Verhandlungstermin am 9. Februar 2024 um 9.30 Uhr in Sachen V ZR 80/23 (Nichtigkeit der während der Corona-Pandemie in einer sog. Vertreterversammlung gefassten Beschlüsse der Gemeinschaft der Wohnungseigentümer?)
Der V. Zivilsenat des Bundesgerichtshofs hat in einem Verfahren darüber zu entscheiden, ob während der Corona-Pandemie gefasste Beschlüsse einer Gemeinschaft der Wohnungseigentümer nichtig oder nur anfechtbar sind, wenn die Wohnungseigentümer an der Eigentümerversammlung nur durch Erteilung einer Vollmacht an den Verwalter teilnehmen konnten.
Sachverhalt:
Die Kläger sind Mitglieder der beklagten Gemeinschaft der Wohnungseigentümer. Deren Verwalterin lud zu einer am 24. November 2020 "schriftlich" stattfindenden Eigentümerversammlung ein, verbunden mit der Aufforderung an die Wohnungseigentümer, ihr unter Verwendung beigefügter Formulare eine Vollmacht und Weisungen für die Stimmabgabe zu erteilen. Fünf von vierundzwanzig Wohnungseigentümern kamen der Aufforderung nach und bevollmächtigten die Verwalterin; die Kläger erteilten keine Vollmacht. In der Eigentümerversammlung war nur die Verwalterin anwesend. Diese übersandte das Protokoll der Versammlung mit den von ihr gefassten Beschlüssen mit Schreiben vom 24. November 2020 an die Wohnungseigentümer.

ÜBUNGSDATEN >>
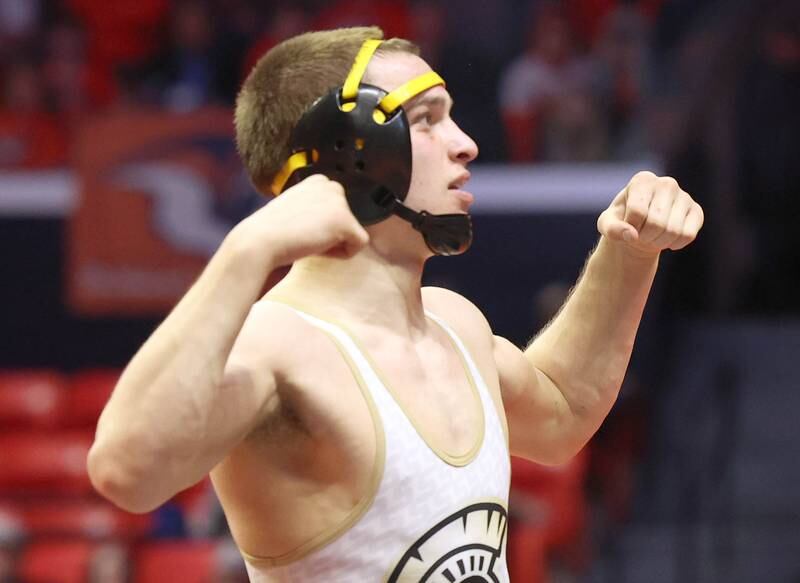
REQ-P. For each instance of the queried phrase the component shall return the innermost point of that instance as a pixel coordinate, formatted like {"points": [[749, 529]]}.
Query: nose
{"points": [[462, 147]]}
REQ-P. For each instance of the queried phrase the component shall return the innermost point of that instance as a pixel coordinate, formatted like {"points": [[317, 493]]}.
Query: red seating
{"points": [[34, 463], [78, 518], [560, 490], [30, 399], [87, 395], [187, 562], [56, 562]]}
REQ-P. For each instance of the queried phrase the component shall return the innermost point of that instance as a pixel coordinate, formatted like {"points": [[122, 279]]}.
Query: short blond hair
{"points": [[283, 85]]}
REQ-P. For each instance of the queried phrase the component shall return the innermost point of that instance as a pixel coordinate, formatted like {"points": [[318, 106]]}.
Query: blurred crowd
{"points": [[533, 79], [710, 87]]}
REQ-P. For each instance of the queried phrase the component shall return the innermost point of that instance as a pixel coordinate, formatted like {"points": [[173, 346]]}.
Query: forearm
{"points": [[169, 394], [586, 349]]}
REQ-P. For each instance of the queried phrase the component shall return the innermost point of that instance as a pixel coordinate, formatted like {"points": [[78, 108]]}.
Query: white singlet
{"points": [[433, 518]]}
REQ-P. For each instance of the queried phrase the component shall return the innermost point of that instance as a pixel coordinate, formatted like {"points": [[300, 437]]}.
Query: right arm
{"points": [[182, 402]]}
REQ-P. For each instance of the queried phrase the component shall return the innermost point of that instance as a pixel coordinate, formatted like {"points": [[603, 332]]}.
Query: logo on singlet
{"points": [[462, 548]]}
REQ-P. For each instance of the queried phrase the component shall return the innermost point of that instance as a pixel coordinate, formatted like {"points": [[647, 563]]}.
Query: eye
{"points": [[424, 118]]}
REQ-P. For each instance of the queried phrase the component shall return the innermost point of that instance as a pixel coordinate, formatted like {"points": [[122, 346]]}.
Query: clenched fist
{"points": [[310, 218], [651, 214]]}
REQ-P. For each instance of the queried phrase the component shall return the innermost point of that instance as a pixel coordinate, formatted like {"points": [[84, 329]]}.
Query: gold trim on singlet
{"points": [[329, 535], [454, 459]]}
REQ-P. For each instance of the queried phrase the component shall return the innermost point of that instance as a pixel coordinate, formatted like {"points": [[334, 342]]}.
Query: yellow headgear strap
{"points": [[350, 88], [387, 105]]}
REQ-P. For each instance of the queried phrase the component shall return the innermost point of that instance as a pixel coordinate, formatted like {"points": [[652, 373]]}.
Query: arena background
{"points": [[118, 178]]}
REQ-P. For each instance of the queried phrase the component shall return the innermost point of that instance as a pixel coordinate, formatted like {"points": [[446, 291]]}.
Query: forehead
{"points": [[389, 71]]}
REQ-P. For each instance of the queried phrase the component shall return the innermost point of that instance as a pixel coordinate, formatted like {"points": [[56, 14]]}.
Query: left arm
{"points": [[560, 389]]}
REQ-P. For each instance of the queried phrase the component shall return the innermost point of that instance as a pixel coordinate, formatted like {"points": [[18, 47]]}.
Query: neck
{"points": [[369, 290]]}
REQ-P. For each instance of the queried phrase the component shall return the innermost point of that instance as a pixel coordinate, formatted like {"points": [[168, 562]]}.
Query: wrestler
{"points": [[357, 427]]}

DEINE AUFGABEN >>
1. Wer war laut Auszug in der Eigentümerversammlung anwesend?
2. Gib den Text im Auszug zwischen „Verhandlungstermin am 9.“ und „Gemeinschaft der Wohnungseigentümer?)“ wortgetreu wieder, beide Stellen eingeschlossen.
Die Zeilen braucht man dafür nicht.

GELÖSTE AUFGABEN >>
1. Nur die Verwalterin.

2.
Verhandlungstermin am 9. Februar 2024 um 9.30 Uhr in Sachen V ZR 80/23 (Nichtigkeit der während der Corona-Pandemie in einer sog. Vertreterversammlung gefassten Beschlüsse der Gemeinschaft der Wohnungseigentümer?)